*** Opening of Material provided ***

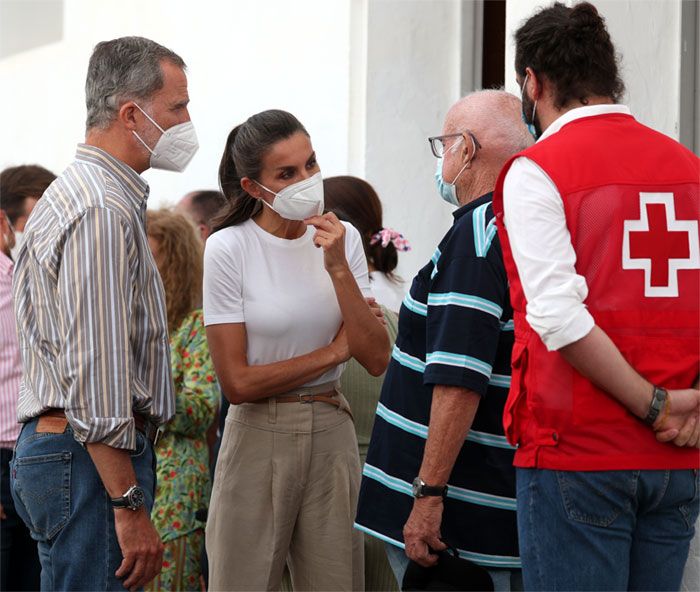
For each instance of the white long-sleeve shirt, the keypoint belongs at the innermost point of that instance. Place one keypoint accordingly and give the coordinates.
(533, 214)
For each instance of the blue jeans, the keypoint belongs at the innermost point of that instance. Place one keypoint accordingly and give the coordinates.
(605, 530)
(60, 497)
(504, 580)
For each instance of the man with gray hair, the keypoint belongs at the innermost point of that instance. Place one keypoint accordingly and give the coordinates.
(438, 463)
(93, 332)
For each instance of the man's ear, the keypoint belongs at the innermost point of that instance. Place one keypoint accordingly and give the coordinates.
(251, 187)
(468, 149)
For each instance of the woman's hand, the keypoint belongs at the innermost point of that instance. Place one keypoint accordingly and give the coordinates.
(376, 309)
(330, 236)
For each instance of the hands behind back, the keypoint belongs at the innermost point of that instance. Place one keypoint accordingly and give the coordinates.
(330, 236)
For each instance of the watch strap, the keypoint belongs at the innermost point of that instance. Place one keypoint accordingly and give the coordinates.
(658, 400)
(434, 490)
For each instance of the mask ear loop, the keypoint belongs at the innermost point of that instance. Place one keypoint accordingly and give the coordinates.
(467, 164)
(473, 156)
(522, 94)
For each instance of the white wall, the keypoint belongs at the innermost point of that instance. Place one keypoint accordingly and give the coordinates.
(646, 33)
(242, 57)
(413, 77)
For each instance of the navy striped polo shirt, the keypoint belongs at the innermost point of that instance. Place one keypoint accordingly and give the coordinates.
(456, 329)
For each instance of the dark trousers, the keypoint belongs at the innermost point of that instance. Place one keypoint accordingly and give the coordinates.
(19, 558)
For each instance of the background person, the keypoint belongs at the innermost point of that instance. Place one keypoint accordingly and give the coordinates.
(202, 207)
(284, 308)
(182, 455)
(21, 187)
(19, 559)
(93, 332)
(354, 200)
(607, 321)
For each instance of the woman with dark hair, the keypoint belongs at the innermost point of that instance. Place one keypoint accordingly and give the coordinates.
(354, 200)
(284, 305)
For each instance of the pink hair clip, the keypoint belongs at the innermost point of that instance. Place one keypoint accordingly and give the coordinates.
(389, 235)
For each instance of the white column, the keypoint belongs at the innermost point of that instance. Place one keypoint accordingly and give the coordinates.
(413, 75)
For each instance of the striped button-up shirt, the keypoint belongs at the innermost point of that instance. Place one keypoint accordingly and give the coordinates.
(10, 363)
(90, 305)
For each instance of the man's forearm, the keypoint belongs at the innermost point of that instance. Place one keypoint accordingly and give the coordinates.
(114, 466)
(597, 358)
(451, 416)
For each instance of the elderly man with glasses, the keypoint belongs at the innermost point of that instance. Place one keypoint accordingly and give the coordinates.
(439, 469)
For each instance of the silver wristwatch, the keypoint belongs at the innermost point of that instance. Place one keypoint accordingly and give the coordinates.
(133, 499)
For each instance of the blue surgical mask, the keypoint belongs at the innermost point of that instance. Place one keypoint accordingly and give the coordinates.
(530, 124)
(447, 191)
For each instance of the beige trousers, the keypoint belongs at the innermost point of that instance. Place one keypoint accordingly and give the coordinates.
(285, 491)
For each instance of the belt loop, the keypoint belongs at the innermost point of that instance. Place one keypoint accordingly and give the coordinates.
(272, 410)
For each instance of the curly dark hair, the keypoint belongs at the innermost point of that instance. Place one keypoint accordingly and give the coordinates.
(572, 48)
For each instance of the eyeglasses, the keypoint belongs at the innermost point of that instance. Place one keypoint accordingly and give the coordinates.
(437, 143)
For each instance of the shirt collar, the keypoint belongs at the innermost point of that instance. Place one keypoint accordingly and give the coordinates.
(135, 186)
(6, 264)
(578, 113)
(486, 198)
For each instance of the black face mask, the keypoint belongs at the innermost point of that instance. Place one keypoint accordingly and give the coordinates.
(532, 122)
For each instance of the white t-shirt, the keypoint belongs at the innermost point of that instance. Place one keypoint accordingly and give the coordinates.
(387, 292)
(279, 288)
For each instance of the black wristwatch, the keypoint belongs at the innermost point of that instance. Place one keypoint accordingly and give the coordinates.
(658, 401)
(420, 489)
(133, 499)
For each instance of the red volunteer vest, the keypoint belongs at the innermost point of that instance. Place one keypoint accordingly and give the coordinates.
(630, 196)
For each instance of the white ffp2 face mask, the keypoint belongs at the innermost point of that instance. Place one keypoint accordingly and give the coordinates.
(299, 201)
(175, 148)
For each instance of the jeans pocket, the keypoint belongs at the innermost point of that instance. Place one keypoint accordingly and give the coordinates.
(141, 445)
(41, 489)
(691, 509)
(596, 497)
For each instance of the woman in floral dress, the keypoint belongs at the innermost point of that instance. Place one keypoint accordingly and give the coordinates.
(182, 452)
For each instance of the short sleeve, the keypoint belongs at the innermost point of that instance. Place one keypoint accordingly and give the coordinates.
(357, 260)
(222, 289)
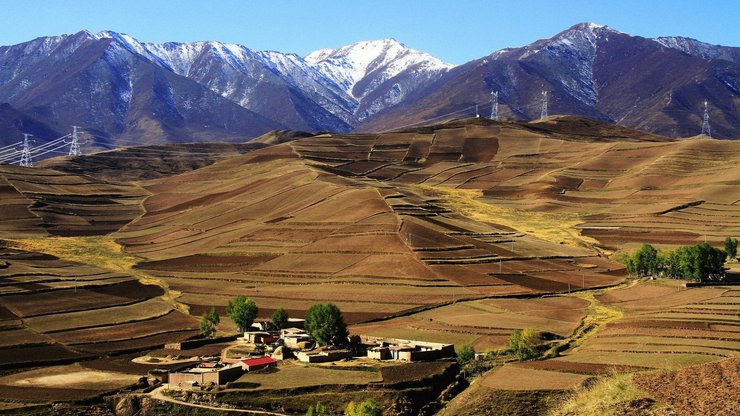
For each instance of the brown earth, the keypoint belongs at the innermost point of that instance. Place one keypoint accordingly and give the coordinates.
(382, 225)
(707, 389)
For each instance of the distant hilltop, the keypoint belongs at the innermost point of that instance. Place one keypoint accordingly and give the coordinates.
(125, 91)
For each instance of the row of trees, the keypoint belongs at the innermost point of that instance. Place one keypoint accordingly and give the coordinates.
(324, 321)
(367, 407)
(700, 262)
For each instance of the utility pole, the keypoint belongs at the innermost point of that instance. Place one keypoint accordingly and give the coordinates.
(543, 112)
(74, 147)
(494, 105)
(26, 159)
(705, 130)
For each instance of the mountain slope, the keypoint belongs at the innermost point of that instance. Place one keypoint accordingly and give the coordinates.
(277, 86)
(377, 74)
(590, 70)
(97, 83)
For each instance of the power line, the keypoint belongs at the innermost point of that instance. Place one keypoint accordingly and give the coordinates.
(26, 159)
(543, 111)
(14, 145)
(705, 129)
(494, 105)
(74, 147)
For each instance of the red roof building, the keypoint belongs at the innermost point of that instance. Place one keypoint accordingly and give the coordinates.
(253, 364)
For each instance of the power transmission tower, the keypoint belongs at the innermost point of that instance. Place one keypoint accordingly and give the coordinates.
(74, 147)
(26, 159)
(543, 112)
(705, 130)
(494, 105)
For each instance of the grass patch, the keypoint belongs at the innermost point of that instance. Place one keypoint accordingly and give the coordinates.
(99, 251)
(291, 375)
(607, 396)
(547, 226)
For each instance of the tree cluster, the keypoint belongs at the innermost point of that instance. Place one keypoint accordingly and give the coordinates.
(367, 407)
(525, 344)
(243, 311)
(731, 247)
(208, 322)
(324, 322)
(700, 262)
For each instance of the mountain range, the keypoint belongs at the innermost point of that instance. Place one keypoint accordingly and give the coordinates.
(124, 91)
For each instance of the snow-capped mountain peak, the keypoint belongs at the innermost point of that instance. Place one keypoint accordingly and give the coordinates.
(382, 59)
(700, 49)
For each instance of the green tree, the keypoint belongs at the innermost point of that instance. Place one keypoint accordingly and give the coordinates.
(465, 355)
(709, 261)
(325, 323)
(524, 344)
(367, 407)
(318, 410)
(208, 322)
(644, 262)
(731, 247)
(243, 311)
(280, 318)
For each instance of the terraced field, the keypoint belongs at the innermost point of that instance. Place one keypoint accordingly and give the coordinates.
(663, 326)
(484, 324)
(460, 232)
(54, 311)
(40, 201)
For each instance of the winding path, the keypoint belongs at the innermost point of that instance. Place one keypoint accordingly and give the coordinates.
(158, 394)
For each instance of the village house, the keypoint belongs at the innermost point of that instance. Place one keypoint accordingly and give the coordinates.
(406, 350)
(205, 374)
(259, 337)
(292, 337)
(254, 364)
(323, 356)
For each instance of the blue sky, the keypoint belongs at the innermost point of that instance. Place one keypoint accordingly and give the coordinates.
(453, 30)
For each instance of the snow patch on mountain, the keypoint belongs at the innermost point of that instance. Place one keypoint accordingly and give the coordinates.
(381, 59)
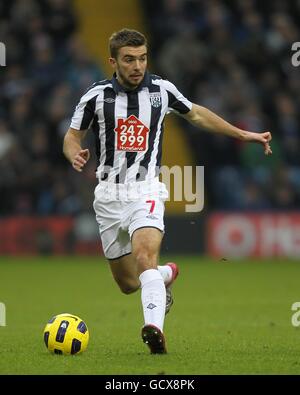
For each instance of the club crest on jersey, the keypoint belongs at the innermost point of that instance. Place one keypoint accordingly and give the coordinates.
(155, 99)
(132, 135)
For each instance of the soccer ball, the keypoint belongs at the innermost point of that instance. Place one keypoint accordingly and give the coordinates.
(66, 334)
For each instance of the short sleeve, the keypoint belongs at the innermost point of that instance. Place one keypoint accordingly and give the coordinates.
(177, 102)
(84, 111)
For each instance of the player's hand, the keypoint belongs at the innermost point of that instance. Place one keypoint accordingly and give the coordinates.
(81, 159)
(262, 138)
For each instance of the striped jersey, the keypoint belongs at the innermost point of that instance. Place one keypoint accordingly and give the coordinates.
(128, 125)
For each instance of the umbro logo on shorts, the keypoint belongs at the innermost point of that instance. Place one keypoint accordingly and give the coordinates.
(151, 306)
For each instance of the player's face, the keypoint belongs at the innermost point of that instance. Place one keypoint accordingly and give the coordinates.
(130, 65)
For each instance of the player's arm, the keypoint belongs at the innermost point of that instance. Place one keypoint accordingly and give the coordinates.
(203, 118)
(72, 148)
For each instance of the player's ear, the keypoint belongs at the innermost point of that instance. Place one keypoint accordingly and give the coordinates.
(112, 62)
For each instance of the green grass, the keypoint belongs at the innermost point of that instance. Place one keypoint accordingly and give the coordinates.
(228, 318)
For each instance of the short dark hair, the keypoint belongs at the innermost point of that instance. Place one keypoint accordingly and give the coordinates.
(125, 38)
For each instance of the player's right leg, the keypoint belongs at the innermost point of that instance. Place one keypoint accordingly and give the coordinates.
(124, 271)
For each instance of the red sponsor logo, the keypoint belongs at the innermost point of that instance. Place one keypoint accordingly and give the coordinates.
(132, 135)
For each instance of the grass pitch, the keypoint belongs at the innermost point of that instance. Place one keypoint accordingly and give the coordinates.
(228, 318)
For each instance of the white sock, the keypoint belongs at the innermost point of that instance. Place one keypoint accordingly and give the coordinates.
(153, 297)
(166, 273)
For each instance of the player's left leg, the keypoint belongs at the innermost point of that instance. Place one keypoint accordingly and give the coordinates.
(146, 243)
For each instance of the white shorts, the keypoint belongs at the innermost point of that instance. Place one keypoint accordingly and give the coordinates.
(123, 208)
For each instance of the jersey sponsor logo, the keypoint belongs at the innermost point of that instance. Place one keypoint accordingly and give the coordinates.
(132, 135)
(155, 99)
(109, 100)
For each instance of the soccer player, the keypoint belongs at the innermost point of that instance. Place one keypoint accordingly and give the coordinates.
(126, 114)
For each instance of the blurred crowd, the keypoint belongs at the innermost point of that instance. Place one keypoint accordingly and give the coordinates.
(48, 69)
(234, 57)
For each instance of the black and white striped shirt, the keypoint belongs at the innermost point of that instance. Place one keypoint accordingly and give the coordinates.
(128, 125)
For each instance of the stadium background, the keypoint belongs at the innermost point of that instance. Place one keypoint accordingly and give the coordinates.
(230, 316)
(232, 56)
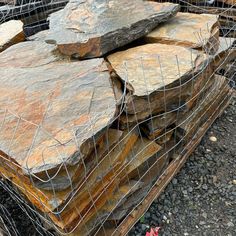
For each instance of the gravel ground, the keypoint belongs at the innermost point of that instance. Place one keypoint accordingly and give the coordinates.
(201, 199)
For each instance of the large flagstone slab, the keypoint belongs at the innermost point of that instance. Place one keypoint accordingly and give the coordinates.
(159, 77)
(92, 28)
(52, 111)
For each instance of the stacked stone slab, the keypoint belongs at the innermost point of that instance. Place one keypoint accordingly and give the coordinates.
(93, 120)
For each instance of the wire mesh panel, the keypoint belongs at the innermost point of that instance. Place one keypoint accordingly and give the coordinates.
(102, 107)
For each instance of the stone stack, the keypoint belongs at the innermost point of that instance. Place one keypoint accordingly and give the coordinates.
(105, 106)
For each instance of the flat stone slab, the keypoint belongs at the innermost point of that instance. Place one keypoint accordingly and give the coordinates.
(11, 32)
(88, 29)
(199, 31)
(54, 111)
(40, 36)
(28, 54)
(153, 72)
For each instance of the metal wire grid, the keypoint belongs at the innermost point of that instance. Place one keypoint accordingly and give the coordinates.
(74, 189)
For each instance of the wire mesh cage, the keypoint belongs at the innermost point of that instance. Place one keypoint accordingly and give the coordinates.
(88, 143)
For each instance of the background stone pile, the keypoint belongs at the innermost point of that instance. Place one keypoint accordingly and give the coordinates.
(101, 110)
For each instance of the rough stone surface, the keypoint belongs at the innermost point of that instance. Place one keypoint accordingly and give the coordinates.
(91, 28)
(49, 104)
(40, 36)
(11, 33)
(28, 54)
(189, 30)
(151, 70)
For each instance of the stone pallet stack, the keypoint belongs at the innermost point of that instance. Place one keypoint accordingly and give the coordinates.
(105, 106)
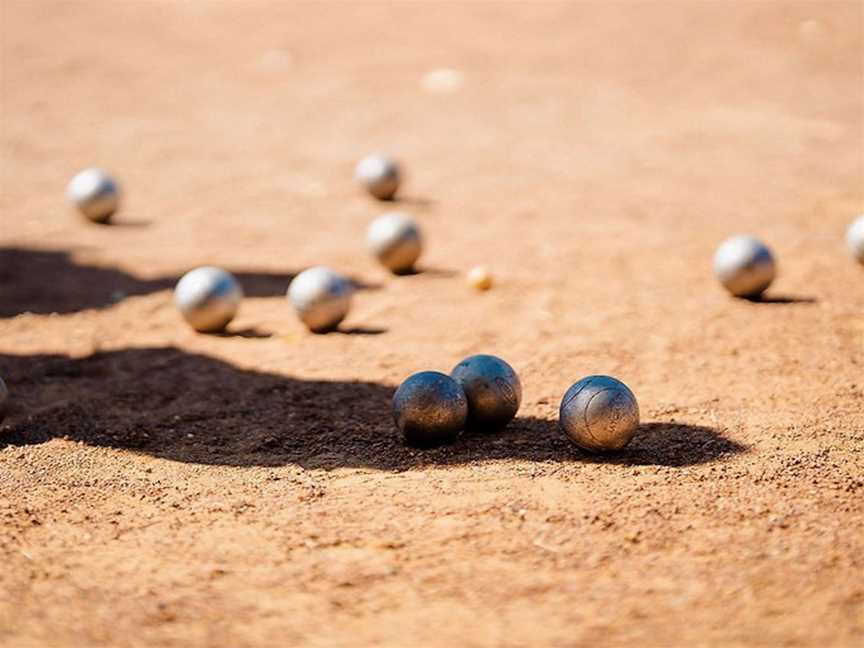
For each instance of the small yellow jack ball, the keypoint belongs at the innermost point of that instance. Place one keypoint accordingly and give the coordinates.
(479, 278)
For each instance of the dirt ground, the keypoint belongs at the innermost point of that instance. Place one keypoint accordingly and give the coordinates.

*** Close of Material provided ***

When you reach the line that contains "For each instance of the small" in the material above, please copy it and every line after it exactly, stopping only at the last line.

### [Response to this exercise]
For each instance of the small yellow jack ball, the keypoint belongs at the innermost point of that instance. Place one keypoint accordingly and give the coordinates.
(479, 278)
For each instance of the dirt ground, the keypoint belongs at the innermost point of that instance. Place one keypoint accordingly and give the coordinates.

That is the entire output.